About this exercise
Without copying any picture, return all lines below exactly.

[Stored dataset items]
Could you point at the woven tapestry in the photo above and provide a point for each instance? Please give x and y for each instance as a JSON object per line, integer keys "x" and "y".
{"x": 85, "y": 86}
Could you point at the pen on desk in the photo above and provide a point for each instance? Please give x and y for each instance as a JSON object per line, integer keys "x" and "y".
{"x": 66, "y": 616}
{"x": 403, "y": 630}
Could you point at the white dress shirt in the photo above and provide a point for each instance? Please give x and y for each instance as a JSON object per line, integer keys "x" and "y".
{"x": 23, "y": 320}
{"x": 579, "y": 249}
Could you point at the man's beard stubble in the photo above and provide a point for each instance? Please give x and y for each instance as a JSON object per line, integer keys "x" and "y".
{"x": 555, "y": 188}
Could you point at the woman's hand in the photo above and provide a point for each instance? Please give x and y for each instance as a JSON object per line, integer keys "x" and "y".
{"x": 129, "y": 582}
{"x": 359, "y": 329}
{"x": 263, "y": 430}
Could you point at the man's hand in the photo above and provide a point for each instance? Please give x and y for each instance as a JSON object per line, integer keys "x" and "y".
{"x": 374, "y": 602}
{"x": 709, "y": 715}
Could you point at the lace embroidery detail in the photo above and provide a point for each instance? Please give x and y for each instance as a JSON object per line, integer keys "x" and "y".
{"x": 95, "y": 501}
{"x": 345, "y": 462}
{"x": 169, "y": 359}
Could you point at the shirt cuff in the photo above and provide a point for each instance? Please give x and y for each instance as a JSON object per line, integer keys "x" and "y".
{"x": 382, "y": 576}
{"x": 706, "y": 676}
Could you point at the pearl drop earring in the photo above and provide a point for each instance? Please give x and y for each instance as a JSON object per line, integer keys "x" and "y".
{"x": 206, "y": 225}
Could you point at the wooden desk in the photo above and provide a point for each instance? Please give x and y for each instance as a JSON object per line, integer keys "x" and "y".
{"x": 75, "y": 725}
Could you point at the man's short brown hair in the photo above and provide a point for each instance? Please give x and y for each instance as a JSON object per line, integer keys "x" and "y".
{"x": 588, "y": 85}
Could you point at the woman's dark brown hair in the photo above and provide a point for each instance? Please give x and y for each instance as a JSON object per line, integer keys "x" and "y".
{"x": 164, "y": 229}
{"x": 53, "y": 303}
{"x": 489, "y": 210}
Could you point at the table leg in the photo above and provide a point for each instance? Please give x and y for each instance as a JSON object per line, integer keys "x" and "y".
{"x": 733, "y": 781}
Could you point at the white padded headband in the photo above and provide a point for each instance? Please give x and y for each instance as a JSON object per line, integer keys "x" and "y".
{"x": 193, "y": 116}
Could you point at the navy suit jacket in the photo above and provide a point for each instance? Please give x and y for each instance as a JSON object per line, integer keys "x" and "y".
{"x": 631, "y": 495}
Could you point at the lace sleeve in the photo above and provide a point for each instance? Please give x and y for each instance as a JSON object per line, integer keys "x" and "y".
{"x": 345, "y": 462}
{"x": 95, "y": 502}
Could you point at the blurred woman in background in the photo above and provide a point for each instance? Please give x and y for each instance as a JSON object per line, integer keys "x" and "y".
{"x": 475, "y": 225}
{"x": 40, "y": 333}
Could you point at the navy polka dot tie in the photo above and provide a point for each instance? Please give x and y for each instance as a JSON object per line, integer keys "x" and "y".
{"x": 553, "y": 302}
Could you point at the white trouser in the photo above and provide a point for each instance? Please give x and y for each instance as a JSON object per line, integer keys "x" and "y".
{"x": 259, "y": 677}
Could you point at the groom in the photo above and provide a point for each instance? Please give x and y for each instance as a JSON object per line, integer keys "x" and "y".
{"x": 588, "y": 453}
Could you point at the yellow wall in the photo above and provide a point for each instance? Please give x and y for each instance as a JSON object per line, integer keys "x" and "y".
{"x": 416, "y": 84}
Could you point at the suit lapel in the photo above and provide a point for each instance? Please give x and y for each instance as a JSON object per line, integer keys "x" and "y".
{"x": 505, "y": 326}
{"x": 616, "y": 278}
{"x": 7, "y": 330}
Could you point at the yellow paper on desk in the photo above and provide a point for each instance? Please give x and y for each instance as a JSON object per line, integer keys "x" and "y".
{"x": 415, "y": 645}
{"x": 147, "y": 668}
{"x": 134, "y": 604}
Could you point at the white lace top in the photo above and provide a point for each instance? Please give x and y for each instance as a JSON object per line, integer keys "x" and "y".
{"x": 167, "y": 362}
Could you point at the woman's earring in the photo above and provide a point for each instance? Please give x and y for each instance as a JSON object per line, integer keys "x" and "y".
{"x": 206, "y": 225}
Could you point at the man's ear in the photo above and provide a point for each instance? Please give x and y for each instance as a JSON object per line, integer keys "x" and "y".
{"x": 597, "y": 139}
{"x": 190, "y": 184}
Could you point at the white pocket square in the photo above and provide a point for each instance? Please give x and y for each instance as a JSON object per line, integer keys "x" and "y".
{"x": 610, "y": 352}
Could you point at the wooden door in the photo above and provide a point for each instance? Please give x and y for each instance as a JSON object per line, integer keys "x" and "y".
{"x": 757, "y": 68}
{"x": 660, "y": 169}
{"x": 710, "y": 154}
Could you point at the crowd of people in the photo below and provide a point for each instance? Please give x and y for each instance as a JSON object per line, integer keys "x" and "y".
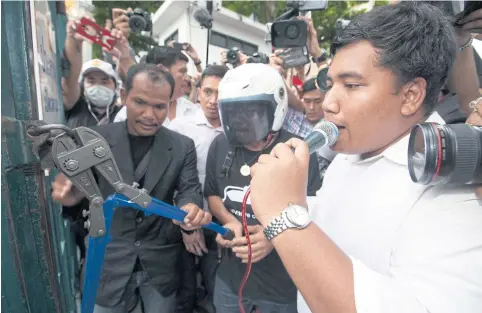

Response to this task
Could you point at the woven tapestry in the photo above and provide a point for each instance? Please give x and y for each instance as a JSON object per line, integer keys "x" and "y".
{"x": 85, "y": 86}
Could you point at the pen on desk in the photo above and provide a point for each instance? Please give x and y for each instance as a JSON object per line, integer keys "x" and "y".
{"x": 66, "y": 616}
{"x": 403, "y": 630}
Could you point at the white dress shirt in the photo above and provide a point for each instance? Please give x and y for each instance as a JSON object per line, integer keys "x" and "y".
{"x": 23, "y": 320}
{"x": 579, "y": 249}
Could you point at the man's beard stubble in the photo above and provide a point for each instance? Please give x and y for each instance as a JSON object per line, integer keys "x" and "y".
{"x": 555, "y": 188}
Could you point at the woman's hand in the photo above and provide a point for each instance? Please give x and y for each instance as a JSON object per line, integer keys "x" and "y".
{"x": 129, "y": 582}
{"x": 359, "y": 329}
{"x": 263, "y": 430}
Could you point at the man's hand in the photo above and provide a point for each instance? Please give x and y for each instance as a JSON object per line, integer keys "x" and "y".
{"x": 374, "y": 602}
{"x": 709, "y": 715}
Could you point at the lace embroidery detail in the photo above and provide a point for each instance? Please give x and y for each instance as a JSON object per line, integer keys "x" and "y".
{"x": 95, "y": 501}
{"x": 345, "y": 462}
{"x": 169, "y": 359}
Could you point at the shirt cuff in the photo above and provide a point for each instance? Please give x and y for each instance as a JSON object per line, integer keys "x" and "y".
{"x": 382, "y": 576}
{"x": 706, "y": 676}
Could you point at the pearl drop earring in the photo above and provide a point for each instance? Please give x and y for each instance as a JSON object per line, integer keys "x" and "y".
{"x": 206, "y": 225}
Could you point at the wooden desk in the photo above and provide a point for each instance? Please give x and y for each instance as a JSON object per line, integer keys "x" and "y".
{"x": 75, "y": 725}
Could you point at the man's short brown hair in the photo above and provide a point for each instance? Please give x and y for each instance as a JSON object per line, integer keys "x" and "y".
{"x": 588, "y": 85}
Could you point at the woman's dark brown hair in the photo above and provide a point for each instance? Please give x and y for each instance as a JSON object per line, integer keys "x" and "y".
{"x": 164, "y": 229}
{"x": 53, "y": 303}
{"x": 489, "y": 210}
Could you point at the table leg in the photo above and provide a point for each instance? Please give x and y for each instance as a JSON object per line, integer keys "x" and "y".
{"x": 733, "y": 781}
Could you point at the white padded headband in the photo above and provide a point for each instance? Please give x and y for each instance as a JSON object per line, integer keys "x" and "y".
{"x": 193, "y": 116}
Could you point at the navy suit jacket in the photo above and provide a point for each instance? Please give x and y for each instance as a JSON object per line, integer keys "x" and "y".
{"x": 631, "y": 495}
Could you point at the lace sleeve in the photo above and provide a point for each instance? Please give x and y for each instance as a JSON object per line, integer keys "x" and "y".
{"x": 345, "y": 462}
{"x": 95, "y": 502}
Could you point at the blurred woman in background in the photo above and provide a point for each instance? Please give x and y for each instance as a JSON object per line, integer keys "x" and "y".
{"x": 475, "y": 225}
{"x": 40, "y": 333}
Could you point at the navy polka dot tie in the photo above and provide a point for each instance? Please give x and y for each instance as a JSON object per line, integer keys "x" and "y".
{"x": 553, "y": 302}
Could you point at the white trouser in the photo above and provide a point for each instance? Please give x and y for each instance as a JSON object per line, integer keys "x" and "y".
{"x": 259, "y": 677}
Could you point at the groom in the photo above and provide a point for each instance? Please give x and y for each instance as a JSON object per line, integer keys "x" and "y".
{"x": 588, "y": 453}
Could you point at the yellow wall in the photo above and provide a point for each instance? Please give x and y for each instance as a JSON object per line, integer keys "x" and "y".
{"x": 416, "y": 84}
Could you point at the suit lapel in the photo above and provide a point for each instance? Please give x and y for each instance as a JSON object per line, integer keys "x" and "y".
{"x": 505, "y": 326}
{"x": 616, "y": 278}
{"x": 7, "y": 330}
Could you point at the yellow paper on desk in the photo above and provide a point for each instance? Please give x and y for each instance as a JSON object per line, integer keys "x" and "y".
{"x": 415, "y": 645}
{"x": 147, "y": 668}
{"x": 134, "y": 604}
Could you point at the white lace top in the photo above and provide a point for each instance? Please give x and y for each instance as a JSON object per line, integer keys "x" and "y".
{"x": 167, "y": 362}
Could you point at the woman's earring in the photo above and provide a point for each instance? Please give x and y for each instance as a JSON object per line, integer keys "x" and "y".
{"x": 206, "y": 225}
Could you point at the man's ear in the photo above and provide a point for each instance? Please give x and y for each instance as a JSON object per line, integer keys "x" and "y".
{"x": 597, "y": 139}
{"x": 190, "y": 184}
Could you point at the white pocket square in the photo above and provide a point for each instance? Please give x and y for each instance as a JSON object per line, integer keys "x" and "y".
{"x": 610, "y": 352}
Could you point at the wooden door in the photo above and provide a point for each instance? Please give x and y for each instance as a JSON object per line, integer keys "x" and "y".
{"x": 757, "y": 68}
{"x": 660, "y": 169}
{"x": 710, "y": 154}
Could you point at the crowd of people in the photo below and provide a point for each instance? Please give x and y for each instance as a JSON object per line, integer keys "x" and "y".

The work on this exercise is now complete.